*TASK PROMPT*:
Exactly the lines from the one with "Tag the turquoise" through the end of the records below are to be output, the first and last included, and no others.

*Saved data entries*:
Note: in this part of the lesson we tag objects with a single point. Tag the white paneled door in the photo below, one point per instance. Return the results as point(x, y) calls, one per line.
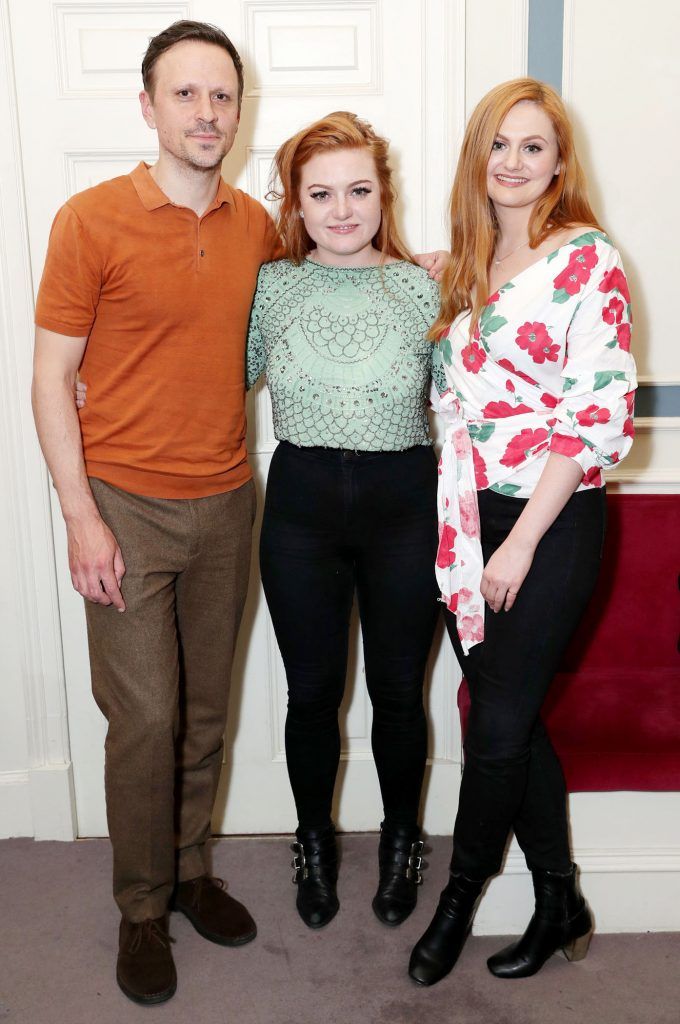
point(397, 62)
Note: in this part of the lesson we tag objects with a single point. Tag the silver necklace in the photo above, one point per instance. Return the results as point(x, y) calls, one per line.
point(507, 255)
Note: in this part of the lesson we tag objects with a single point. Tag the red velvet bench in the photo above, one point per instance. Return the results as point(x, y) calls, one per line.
point(613, 711)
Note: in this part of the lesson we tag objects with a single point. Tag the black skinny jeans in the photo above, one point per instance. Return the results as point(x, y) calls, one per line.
point(336, 522)
point(512, 777)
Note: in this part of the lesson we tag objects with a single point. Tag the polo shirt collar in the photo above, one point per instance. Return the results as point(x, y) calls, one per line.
point(153, 197)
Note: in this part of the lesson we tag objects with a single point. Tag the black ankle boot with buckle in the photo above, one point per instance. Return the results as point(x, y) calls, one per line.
point(561, 921)
point(399, 859)
point(436, 951)
point(315, 864)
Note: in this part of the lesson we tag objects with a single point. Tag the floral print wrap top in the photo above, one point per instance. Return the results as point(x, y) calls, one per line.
point(548, 369)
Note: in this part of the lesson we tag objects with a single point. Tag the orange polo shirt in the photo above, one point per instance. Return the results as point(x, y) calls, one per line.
point(164, 297)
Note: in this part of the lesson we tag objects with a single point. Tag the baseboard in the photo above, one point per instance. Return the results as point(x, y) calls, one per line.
point(631, 889)
point(15, 817)
point(38, 802)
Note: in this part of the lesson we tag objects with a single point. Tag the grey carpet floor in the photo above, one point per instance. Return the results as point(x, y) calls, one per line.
point(58, 940)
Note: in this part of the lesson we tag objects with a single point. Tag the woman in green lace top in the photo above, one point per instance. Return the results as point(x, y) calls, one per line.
point(339, 328)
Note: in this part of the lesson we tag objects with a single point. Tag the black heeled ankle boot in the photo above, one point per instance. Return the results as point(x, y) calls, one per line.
point(315, 864)
point(561, 921)
point(399, 858)
point(435, 953)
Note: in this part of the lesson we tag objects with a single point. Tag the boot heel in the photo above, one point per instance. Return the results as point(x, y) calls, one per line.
point(577, 949)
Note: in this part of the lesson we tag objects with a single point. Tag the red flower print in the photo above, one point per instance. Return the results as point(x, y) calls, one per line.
point(473, 357)
point(613, 312)
point(594, 414)
point(461, 442)
point(536, 340)
point(624, 337)
point(614, 281)
point(593, 476)
point(499, 410)
point(507, 365)
point(479, 470)
point(521, 444)
point(565, 444)
point(471, 628)
point(445, 554)
point(469, 514)
point(577, 272)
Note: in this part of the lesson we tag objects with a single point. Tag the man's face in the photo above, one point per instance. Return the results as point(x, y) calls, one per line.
point(195, 103)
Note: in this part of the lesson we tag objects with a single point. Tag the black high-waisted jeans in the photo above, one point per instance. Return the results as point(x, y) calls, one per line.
point(512, 777)
point(336, 522)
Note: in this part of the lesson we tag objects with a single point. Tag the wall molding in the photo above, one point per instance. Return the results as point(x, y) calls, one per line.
point(567, 49)
point(34, 587)
point(519, 40)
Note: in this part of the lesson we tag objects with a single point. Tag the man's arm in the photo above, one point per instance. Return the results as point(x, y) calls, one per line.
point(94, 557)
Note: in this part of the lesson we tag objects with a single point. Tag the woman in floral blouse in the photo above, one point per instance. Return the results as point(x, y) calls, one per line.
point(534, 336)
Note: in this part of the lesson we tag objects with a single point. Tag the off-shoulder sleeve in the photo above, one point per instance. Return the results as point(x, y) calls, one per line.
point(594, 416)
point(255, 351)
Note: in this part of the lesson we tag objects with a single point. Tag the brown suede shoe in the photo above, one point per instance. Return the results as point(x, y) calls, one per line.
point(145, 970)
point(214, 914)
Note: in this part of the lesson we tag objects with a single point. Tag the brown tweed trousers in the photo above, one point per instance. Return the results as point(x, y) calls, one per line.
point(161, 676)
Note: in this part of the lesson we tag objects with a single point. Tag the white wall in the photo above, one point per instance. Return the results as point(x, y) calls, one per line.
point(624, 97)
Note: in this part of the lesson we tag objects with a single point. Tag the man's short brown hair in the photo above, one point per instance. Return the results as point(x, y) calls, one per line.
point(178, 32)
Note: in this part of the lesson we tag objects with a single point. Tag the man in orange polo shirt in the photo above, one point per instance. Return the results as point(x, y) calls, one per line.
point(147, 288)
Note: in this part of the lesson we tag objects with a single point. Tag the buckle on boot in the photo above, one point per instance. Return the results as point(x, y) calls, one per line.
point(299, 863)
point(415, 862)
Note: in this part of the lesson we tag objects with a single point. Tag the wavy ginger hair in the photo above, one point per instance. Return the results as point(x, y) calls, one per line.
point(340, 130)
point(473, 223)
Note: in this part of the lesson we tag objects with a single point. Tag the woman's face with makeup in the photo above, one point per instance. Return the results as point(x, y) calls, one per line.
point(524, 157)
point(340, 201)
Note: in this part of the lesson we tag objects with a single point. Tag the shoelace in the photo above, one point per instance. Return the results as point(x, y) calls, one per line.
point(149, 931)
point(202, 884)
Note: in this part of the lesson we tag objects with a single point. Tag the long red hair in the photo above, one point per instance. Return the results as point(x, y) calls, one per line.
point(340, 130)
point(473, 224)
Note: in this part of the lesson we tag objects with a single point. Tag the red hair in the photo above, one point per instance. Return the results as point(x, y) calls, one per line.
point(339, 130)
point(473, 224)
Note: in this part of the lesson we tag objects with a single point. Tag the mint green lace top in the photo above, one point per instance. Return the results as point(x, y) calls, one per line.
point(345, 354)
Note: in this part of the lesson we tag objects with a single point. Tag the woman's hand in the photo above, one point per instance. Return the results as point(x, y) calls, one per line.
point(435, 263)
point(505, 572)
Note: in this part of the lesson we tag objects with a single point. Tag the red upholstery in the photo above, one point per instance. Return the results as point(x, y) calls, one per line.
point(613, 711)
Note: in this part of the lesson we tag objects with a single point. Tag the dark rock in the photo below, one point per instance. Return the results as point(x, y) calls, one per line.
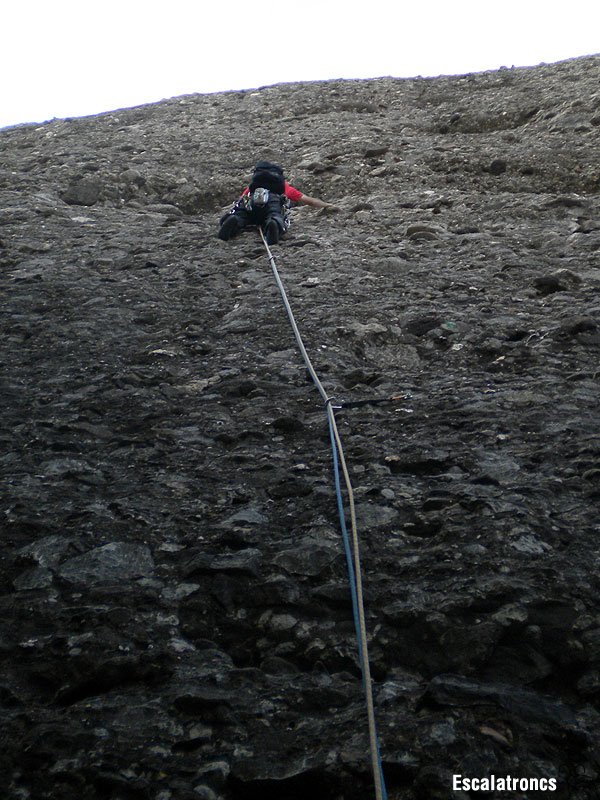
point(111, 563)
point(82, 193)
point(175, 610)
point(498, 166)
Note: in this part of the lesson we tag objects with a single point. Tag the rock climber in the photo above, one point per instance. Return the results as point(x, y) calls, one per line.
point(266, 202)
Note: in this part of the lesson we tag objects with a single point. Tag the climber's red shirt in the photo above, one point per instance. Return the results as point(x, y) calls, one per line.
point(290, 192)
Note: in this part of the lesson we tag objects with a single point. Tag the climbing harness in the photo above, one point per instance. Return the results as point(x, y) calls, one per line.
point(351, 543)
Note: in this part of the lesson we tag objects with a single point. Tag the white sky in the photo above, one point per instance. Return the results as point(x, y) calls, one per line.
point(72, 58)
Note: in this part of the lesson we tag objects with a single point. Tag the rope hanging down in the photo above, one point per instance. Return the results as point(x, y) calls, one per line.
point(352, 547)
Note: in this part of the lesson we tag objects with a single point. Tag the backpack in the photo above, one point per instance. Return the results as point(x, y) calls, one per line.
point(268, 176)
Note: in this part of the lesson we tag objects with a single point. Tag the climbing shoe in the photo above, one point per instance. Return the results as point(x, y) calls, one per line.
point(272, 232)
point(229, 228)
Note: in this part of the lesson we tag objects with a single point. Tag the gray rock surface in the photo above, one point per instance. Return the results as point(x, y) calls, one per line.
point(175, 619)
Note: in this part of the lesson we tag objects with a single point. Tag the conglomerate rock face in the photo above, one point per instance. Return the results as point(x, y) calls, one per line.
point(175, 613)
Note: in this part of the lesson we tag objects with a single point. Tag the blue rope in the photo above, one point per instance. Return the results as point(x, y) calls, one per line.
point(352, 571)
point(351, 576)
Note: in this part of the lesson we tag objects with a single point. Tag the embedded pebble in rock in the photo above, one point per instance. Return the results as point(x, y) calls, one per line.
point(175, 614)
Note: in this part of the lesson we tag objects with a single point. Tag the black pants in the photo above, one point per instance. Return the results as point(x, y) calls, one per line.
point(261, 215)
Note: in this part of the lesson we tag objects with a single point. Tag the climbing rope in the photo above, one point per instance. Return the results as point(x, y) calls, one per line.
point(351, 543)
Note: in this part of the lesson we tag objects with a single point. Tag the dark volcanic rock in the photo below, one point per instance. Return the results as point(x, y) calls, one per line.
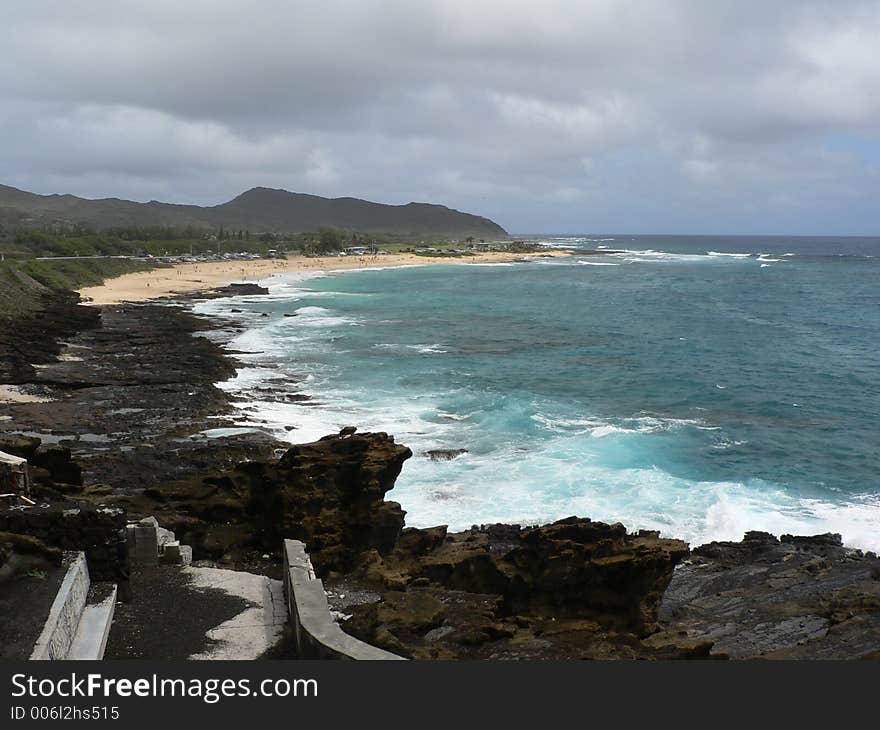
point(330, 494)
point(795, 597)
point(34, 339)
point(20, 554)
point(574, 588)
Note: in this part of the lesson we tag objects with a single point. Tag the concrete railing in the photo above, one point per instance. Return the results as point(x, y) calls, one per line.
point(60, 628)
point(317, 634)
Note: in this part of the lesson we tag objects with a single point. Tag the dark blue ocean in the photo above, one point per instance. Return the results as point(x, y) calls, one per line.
point(702, 386)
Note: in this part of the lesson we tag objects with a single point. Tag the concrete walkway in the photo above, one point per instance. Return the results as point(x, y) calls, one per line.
point(255, 630)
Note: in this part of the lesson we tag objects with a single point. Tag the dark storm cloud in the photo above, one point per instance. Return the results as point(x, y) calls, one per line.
point(680, 115)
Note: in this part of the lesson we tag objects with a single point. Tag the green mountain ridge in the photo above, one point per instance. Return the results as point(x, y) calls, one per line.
point(258, 210)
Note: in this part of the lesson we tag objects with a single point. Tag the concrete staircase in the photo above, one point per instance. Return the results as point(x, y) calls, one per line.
point(80, 617)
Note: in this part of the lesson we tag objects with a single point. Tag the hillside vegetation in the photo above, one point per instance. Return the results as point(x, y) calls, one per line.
point(259, 210)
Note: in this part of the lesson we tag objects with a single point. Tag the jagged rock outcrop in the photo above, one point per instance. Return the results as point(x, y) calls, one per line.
point(51, 465)
point(329, 494)
point(500, 586)
point(786, 598)
point(21, 554)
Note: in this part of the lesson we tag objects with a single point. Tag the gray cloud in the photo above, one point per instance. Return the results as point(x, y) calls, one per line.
point(676, 115)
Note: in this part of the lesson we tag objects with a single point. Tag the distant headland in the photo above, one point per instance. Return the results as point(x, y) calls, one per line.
point(259, 210)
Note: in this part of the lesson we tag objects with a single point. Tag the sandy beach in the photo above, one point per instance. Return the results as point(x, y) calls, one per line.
point(203, 276)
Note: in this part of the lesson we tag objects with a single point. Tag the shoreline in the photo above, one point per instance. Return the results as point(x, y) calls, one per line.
point(190, 278)
point(433, 594)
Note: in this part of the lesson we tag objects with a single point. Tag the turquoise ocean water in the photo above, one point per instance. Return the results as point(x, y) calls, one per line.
point(702, 386)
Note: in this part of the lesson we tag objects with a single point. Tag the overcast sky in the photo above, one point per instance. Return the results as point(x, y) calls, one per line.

*ANSWER TO THIS PROBLEM*:
Note: in this part of the lesson we tag objects with a single point. Tag the turquoise ocean water in the photo above, one point per instance. Return the results as point(x, y) calls, one per line.
point(702, 386)
Note: in this part of the lesson we tag objects with a single point. Tag the overcast sky in the photo above, one point per instance. Return the results as point(x, y) calls, one per line.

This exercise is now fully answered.